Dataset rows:
======
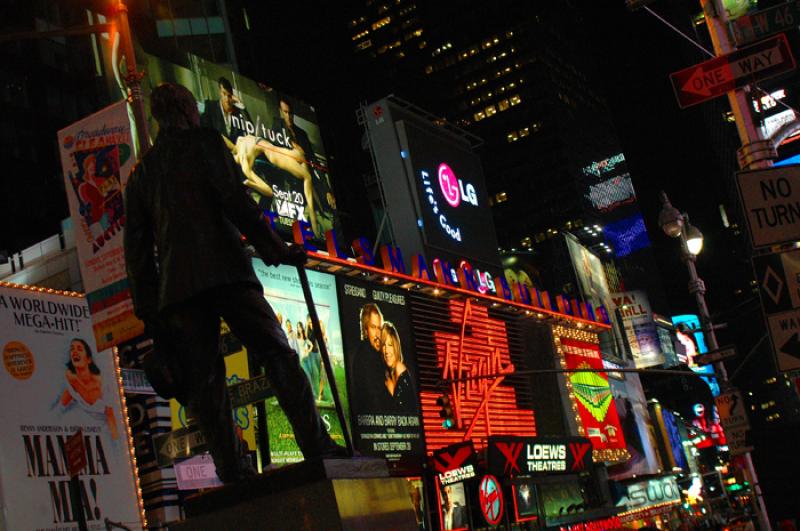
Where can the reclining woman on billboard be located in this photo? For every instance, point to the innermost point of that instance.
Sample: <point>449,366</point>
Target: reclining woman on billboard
<point>294,161</point>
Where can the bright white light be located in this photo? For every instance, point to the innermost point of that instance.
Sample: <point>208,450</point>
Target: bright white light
<point>695,245</point>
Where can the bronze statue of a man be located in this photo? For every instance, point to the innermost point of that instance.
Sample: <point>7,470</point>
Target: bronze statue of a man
<point>186,210</point>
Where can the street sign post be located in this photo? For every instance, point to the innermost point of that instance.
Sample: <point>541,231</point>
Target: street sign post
<point>778,277</point>
<point>771,203</point>
<point>755,26</point>
<point>724,73</point>
<point>733,417</point>
<point>714,356</point>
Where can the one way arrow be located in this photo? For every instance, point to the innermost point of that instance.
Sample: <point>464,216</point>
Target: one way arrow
<point>792,347</point>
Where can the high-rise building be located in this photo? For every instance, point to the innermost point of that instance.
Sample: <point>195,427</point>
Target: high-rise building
<point>518,75</point>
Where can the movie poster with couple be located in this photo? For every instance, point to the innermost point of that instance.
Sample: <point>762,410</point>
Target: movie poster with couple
<point>382,377</point>
<point>283,291</point>
<point>275,139</point>
<point>53,383</point>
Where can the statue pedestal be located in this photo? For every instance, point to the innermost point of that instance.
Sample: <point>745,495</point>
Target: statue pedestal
<point>334,494</point>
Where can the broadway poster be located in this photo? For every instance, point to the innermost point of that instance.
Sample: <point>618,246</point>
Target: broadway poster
<point>283,291</point>
<point>594,398</point>
<point>382,375</point>
<point>54,382</point>
<point>97,157</point>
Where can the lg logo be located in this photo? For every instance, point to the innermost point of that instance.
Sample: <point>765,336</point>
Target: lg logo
<point>454,189</point>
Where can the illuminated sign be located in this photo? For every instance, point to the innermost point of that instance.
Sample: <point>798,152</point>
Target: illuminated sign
======
» TASK PROMPT:
Rewrite every row above, replacing "innermost" with "central" wherever it appears and changing nothing else. Omit the pictures from your version.

» THE RESPONSE:
Where can the reclining woman on billboard be located in this photo? For every instance, point to the central point of that instance.
Sample: <point>449,366</point>
Target: reclining woman on billboard
<point>294,161</point>
Where can the bright white light be located in this photo? For every instance, point to the central point of that instance.
Sample: <point>208,450</point>
Target: bright white light
<point>695,245</point>
Where can the bronze statue of a man be located in this photo? For every instance, point to the central point of that instance.
Sample: <point>7,470</point>
Target: bronze statue of a man
<point>186,210</point>
Where can the street sign post be located in this photo? For every instance, point to the central point of that instance.
Sample: <point>541,231</point>
Target: street sign post
<point>778,277</point>
<point>771,203</point>
<point>755,26</point>
<point>724,73</point>
<point>733,417</point>
<point>714,356</point>
Where can the one way arrow be located in this photo? For every instance, point to the central point of that instance.
Sample: <point>464,216</point>
Target: one way arrow
<point>792,347</point>
Where can the high-rise building be located in this photo? For every instance, point to the central point of that instance.
Sample: <point>195,427</point>
Target: high-rise building
<point>518,75</point>
Where can the movie poster with couple be located in this photo? For every instance, point to the central point of that instance.
Sample: <point>762,410</point>
Target: movie poster with couple
<point>382,377</point>
<point>283,291</point>
<point>275,139</point>
<point>53,383</point>
Where can the statue pedestal be located in this photo? For every instance, point to the central point of that instance.
Sample: <point>745,495</point>
Target: statue pedestal
<point>334,494</point>
Where can the broadway poster be located in this photo? For every instance, point to the central point of that instance.
Sample: <point>618,246</point>
Target: broadway poster
<point>283,291</point>
<point>594,398</point>
<point>382,375</point>
<point>54,382</point>
<point>97,157</point>
Where can the lg logo be located in this photo? For every instance, point to the central point of that instance.
Sample: <point>765,336</point>
Target: lg logo
<point>454,189</point>
Where can the illuminated sign be located in this photo? For every instance, point to the central point of that instance.
Sample: <point>798,152</point>
Target: illuminated sign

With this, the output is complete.